> **The problem**: Among the records below, how many lines contain the word "bowl"? The answer is a single number.

[Data listing — start]

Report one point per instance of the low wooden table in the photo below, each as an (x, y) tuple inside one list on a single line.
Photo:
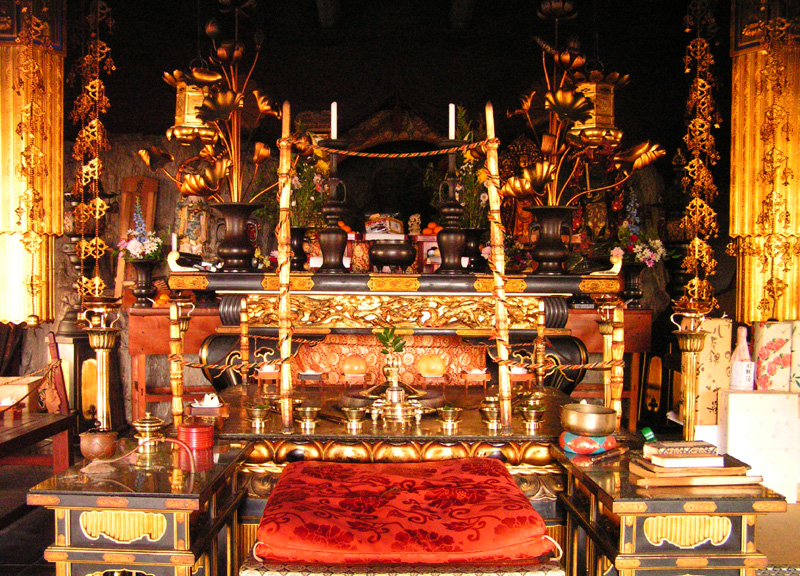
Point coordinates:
[(147, 513), (674, 531), (25, 431)]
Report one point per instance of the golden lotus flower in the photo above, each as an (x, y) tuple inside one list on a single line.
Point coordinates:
[(525, 105), (218, 106), (557, 9), (230, 53), (174, 78), (155, 157), (261, 153), (639, 156), (303, 144), (540, 174), (516, 187), (264, 105), (570, 59), (568, 105)]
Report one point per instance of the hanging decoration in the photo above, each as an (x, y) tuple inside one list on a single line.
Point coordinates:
[(91, 142), (30, 194), (700, 220), (766, 241)]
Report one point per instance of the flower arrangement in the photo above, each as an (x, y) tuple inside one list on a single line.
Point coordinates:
[(308, 189), (140, 244), (471, 189), (634, 243)]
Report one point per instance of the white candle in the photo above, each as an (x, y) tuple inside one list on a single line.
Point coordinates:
[(451, 133)]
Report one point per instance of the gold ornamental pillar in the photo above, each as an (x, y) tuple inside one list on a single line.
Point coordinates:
[(99, 317), (180, 308), (690, 341)]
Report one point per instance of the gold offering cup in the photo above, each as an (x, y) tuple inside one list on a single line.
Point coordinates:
[(449, 415), (307, 415), (491, 415), (354, 415)]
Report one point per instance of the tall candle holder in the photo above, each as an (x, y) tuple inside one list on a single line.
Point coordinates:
[(98, 318), (180, 308), (612, 328), (451, 238), (332, 239), (691, 340)]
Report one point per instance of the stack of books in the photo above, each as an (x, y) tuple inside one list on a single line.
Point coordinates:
[(687, 463)]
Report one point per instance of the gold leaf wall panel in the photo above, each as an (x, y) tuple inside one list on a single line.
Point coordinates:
[(15, 302), (52, 65), (747, 192)]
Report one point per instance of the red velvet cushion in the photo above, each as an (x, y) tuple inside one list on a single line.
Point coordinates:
[(467, 510)]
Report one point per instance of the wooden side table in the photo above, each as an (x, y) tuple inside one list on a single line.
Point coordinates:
[(674, 531), (148, 515)]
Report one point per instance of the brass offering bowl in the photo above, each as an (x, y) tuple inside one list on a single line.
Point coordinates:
[(307, 414), (532, 413), (354, 415), (588, 419), (449, 415)]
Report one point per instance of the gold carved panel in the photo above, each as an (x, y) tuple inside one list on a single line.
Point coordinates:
[(512, 285), (377, 310), (687, 531), (177, 282), (403, 283), (598, 286), (123, 527), (272, 283)]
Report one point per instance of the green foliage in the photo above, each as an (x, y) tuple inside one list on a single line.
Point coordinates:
[(389, 341)]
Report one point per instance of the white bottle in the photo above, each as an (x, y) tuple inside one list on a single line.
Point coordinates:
[(742, 368)]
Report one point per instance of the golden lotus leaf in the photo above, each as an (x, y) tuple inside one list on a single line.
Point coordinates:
[(568, 105), (174, 78), (557, 9), (261, 153), (218, 106), (203, 77), (640, 156), (516, 187), (207, 181), (155, 157), (539, 174), (265, 106)]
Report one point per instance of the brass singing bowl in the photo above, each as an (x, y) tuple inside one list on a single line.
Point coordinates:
[(588, 419)]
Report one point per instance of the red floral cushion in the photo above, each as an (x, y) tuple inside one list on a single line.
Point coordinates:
[(467, 510)]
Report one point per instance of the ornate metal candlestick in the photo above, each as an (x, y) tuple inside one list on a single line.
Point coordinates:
[(332, 239), (451, 239), (100, 315), (691, 341), (179, 310)]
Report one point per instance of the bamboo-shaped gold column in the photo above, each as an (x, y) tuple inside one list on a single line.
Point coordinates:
[(498, 265), (284, 255), (244, 339), (99, 317), (690, 341)]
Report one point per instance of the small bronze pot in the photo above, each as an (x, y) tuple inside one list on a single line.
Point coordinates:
[(98, 444)]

[Data listing — finish]

> **Output for this exercise**: 2